» **EXERCISE REQUIREMENTS**:
• a. In the discussion of object-oriented programming, which two languages had one commenter used before being introduced to OO?
• b. Set down the passage of the object-oriented programming discussion starting with "When I do high-level" and going on through "pointless and annoying.".

» **DOCUMENT**:

To answer original poster's question, yes, OO is a harder concept to understand than procedural programming. This is because we do not think in terms of properties and methods of real life objects. For example, human brain does not readily think of "TurnOn" as a method of TV, but sees it as a function of human turning on the TV. Similarly, polymorphism is a foreign concept to a human brain that generally sees each real life object by only one "face". Inheritance again is not natural to our brains. Just because I am a developer does not mean that my son would be one. Generally speaking, human brain needs to be trained to learn OO while procedural languages are more natural to it.

I think many programmers have difficulty with upfront design and planning to begin with. Even if someone does all the design for you, it is still possible to break away from OOP principles. If I take a bunch of spaghetti code and dump it into a class, is that really OOP? Someone who doesn't understand OOP can still program in Java. Also, don't confuse difficulty to understand with not willing to follow a certain methodolgy or disagreeing with it.

You should read Objects Never? Well, Hardly Ever. (ACM membership required) by Mordechai Ben-Ari who suggests that OOP is so difficult, because it's not a paradigm that's actually natural for modeling anything. (Though I have reservations about the article, because it's not clear what criteria he feels a program needs to satisfy to say that it's written on the OOP paradigm as opposed to a procedural paradigm using an OO language.)

Object Oriented Programming in itself is not hard.

The hard part comes in doing it well. Where to put the cut between code so you can easily move things to the common base object, and extend them later? How to make your code usable by others (extend classes, wrap in proxies, override method) without jumping through hoops to do so.

That is the hard part, and if done right can be very elegant, and if done badly can be very clumsy. My personal experience is that it requires a lot of practice to have been in all the situations where you would WISH that you did it differently, in order to do it well enough this time.

I was just watching a video by Richard Feynman discussing how people may actually have completely different methodologies going on in their head when thinking--I mean completely different.

When I do high-level design I happen to visualize objects, I can see them, see their interfaces and see what pathways information needs to traverse.

I also have trouble remembering details and found OO to be a great organizational aid--much easier to find functionality than scanning through a loosely-organized list of subroutines.

For me OO was a great benefit, but if you don't visualize the same way or don't do high-level architecture, it's probably pointless and annoying.

I'd done GW-Basic and Turbo Pascal programming a fair bit before being introduced to OO, so initially it DID do my head in.

No idea if this is what happens to others, but to me it was like this: my thought process about programming was purely procedural. As in: "such and such happens, then such and such happens next", etc. I never considered the variables and data to be anything more than fleeting actors in the flow of the program. Programming was "the flow of actions".

I suppose what wasn't easy to grasp (as stupid as that looks to me now), was the idea that the data/variables actually truly matter, in a deeper sense than just being fleeting actors in program "flow". Or to put this another way: I kept trying to understand it via what happens, rather than via what is, which is the real key to grasping it.

» **DATA ENTRIES**:
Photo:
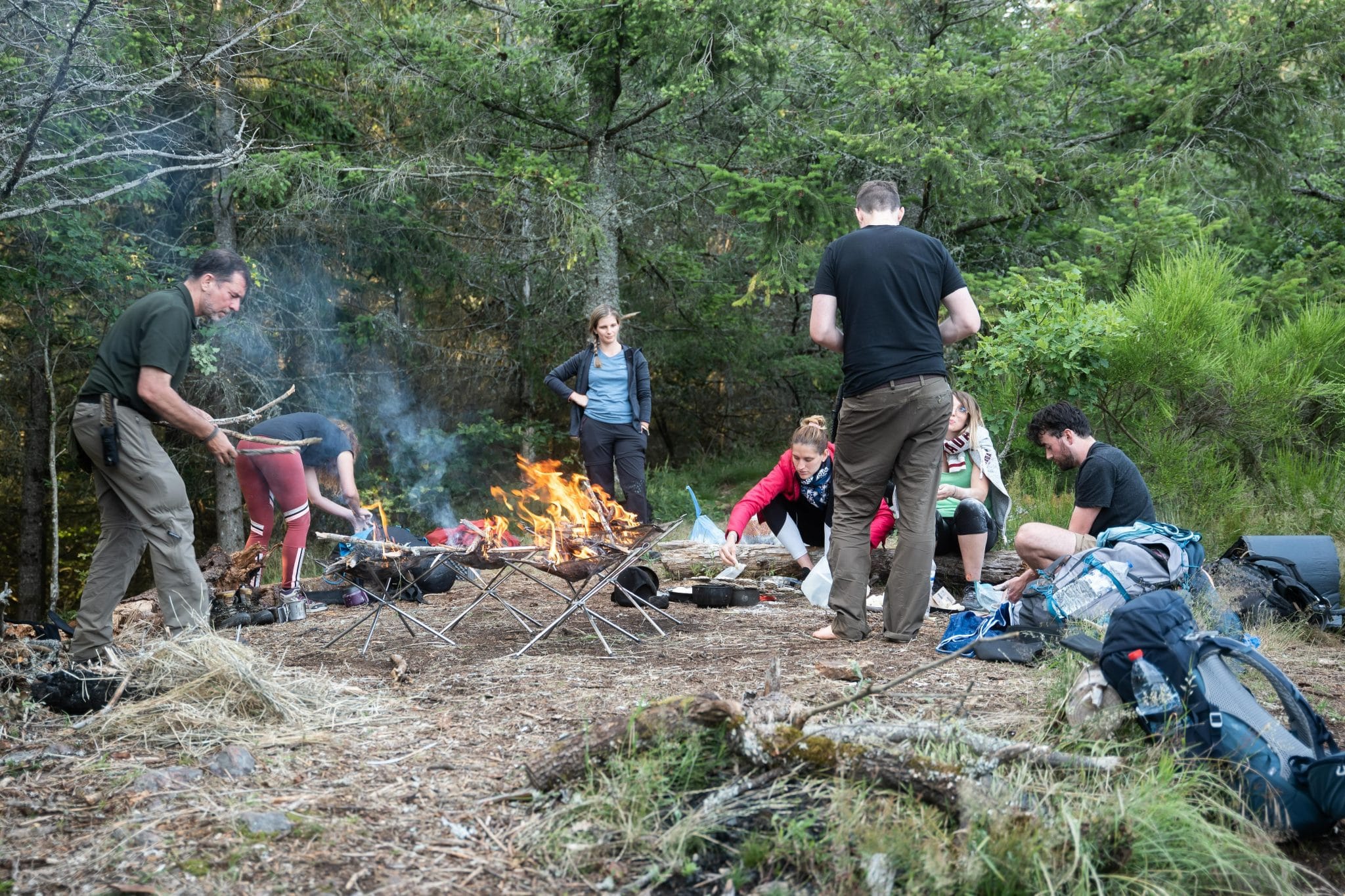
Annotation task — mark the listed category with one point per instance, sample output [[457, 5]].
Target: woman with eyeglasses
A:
[[973, 501], [795, 500]]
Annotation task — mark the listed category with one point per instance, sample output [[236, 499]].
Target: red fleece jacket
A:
[[783, 480]]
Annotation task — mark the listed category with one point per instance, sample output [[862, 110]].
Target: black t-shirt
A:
[[1111, 481], [305, 426], [889, 282], [154, 332]]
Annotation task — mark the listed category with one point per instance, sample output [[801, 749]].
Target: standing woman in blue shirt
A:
[[609, 408]]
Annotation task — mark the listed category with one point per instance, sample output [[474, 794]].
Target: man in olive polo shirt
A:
[[142, 499]]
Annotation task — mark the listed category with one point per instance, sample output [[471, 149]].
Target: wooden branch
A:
[[638, 117], [418, 550], [758, 733], [990, 746], [1315, 194], [977, 223], [255, 414], [112, 191], [263, 440], [41, 114]]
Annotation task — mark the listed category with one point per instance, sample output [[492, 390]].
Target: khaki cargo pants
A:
[[142, 501], [892, 431]]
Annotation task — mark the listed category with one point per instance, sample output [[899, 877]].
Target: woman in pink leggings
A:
[[292, 481]]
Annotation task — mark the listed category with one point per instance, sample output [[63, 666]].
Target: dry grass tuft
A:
[[205, 691]]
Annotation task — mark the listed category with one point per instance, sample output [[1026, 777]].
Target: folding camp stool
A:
[[490, 590]]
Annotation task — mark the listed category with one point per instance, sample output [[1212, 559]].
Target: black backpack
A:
[[1282, 576], [1292, 775]]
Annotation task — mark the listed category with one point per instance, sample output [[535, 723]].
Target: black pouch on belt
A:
[[108, 429]]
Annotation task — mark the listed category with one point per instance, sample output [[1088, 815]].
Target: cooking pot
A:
[[745, 595], [712, 595]]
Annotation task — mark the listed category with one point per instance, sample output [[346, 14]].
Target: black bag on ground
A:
[[643, 584], [1282, 576], [1016, 644], [76, 692], [1292, 775]]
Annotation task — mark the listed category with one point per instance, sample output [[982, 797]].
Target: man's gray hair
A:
[[877, 195]]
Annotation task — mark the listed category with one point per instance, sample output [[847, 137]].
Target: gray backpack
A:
[[1093, 584]]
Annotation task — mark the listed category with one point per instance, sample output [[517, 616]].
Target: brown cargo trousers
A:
[[142, 500], [893, 431]]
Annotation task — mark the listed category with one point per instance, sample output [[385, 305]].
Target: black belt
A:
[[121, 408]]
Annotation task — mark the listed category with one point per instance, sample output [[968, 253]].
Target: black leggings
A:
[[971, 517], [811, 522]]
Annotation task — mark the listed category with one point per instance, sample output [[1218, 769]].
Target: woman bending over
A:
[[794, 499], [294, 480]]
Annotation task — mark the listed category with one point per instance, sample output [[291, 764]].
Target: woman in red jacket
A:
[[794, 499]]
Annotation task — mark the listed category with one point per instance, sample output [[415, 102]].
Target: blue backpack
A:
[[1128, 562], [1290, 775]]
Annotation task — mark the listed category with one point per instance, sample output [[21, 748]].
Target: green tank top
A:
[[961, 480]]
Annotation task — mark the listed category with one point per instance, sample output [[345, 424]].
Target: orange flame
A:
[[558, 508]]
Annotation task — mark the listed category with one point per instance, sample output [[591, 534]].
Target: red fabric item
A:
[[783, 480], [464, 538]]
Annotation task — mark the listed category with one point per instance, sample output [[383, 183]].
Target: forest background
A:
[[1146, 198]]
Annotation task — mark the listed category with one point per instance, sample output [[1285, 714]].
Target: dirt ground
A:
[[416, 801]]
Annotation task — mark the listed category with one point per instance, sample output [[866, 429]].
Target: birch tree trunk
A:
[[37, 433], [229, 505], [54, 580]]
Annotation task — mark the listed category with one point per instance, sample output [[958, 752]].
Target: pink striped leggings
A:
[[267, 479]]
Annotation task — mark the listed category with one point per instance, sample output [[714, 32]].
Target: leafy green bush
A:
[[1048, 344]]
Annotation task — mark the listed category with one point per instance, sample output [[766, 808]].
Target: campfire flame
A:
[[560, 511]]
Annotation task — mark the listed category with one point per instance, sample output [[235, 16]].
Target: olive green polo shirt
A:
[[154, 332]]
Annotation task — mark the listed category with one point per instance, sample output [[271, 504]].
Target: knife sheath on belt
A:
[[108, 429]]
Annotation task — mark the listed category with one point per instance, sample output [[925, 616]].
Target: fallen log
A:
[[686, 559], [772, 731]]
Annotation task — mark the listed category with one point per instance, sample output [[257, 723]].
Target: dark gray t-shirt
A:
[[889, 282], [305, 426], [1111, 481]]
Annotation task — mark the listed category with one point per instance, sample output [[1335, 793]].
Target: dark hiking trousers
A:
[[892, 431], [623, 445]]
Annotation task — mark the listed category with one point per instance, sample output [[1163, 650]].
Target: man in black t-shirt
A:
[[142, 499], [1109, 492], [888, 284]]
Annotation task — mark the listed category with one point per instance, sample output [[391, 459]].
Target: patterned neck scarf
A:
[[957, 453], [817, 488]]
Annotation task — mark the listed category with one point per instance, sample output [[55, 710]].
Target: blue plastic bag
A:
[[704, 528]]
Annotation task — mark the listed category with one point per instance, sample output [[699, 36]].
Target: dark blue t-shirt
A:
[[294, 427], [889, 282], [1111, 481]]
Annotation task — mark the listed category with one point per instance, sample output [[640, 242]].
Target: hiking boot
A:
[[286, 595]]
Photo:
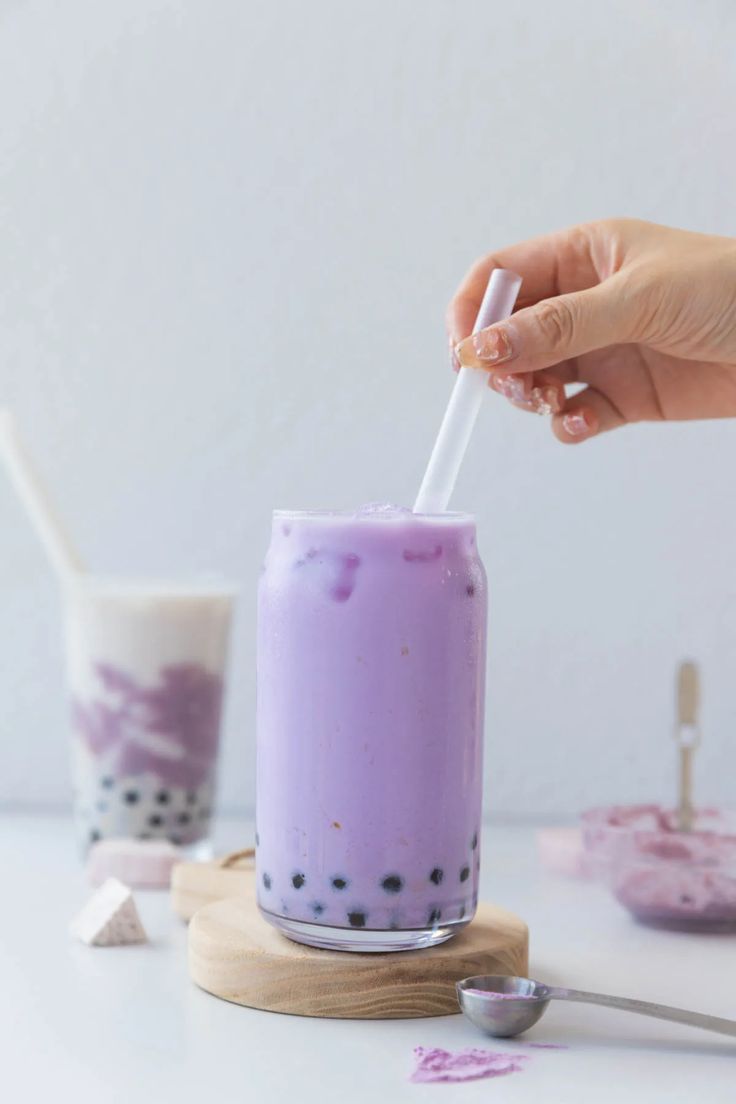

» **ANSWERS IN ORDER**:
• a. GW-Basic and Turbo Pascal.

• b.
When I do high-level design I happen to visualize objects, I can see them, see their interfaces and see what pathways information needs to traverse.

I also have trouble remembering details and found OO to be a great organizational aid--much easier to find functionality than scanning through a loosely-organized list of subroutines.

For me OO was a great benefit, but if you don't visualize the same way or don't do high-level architecture, it's probably pointless and annoying.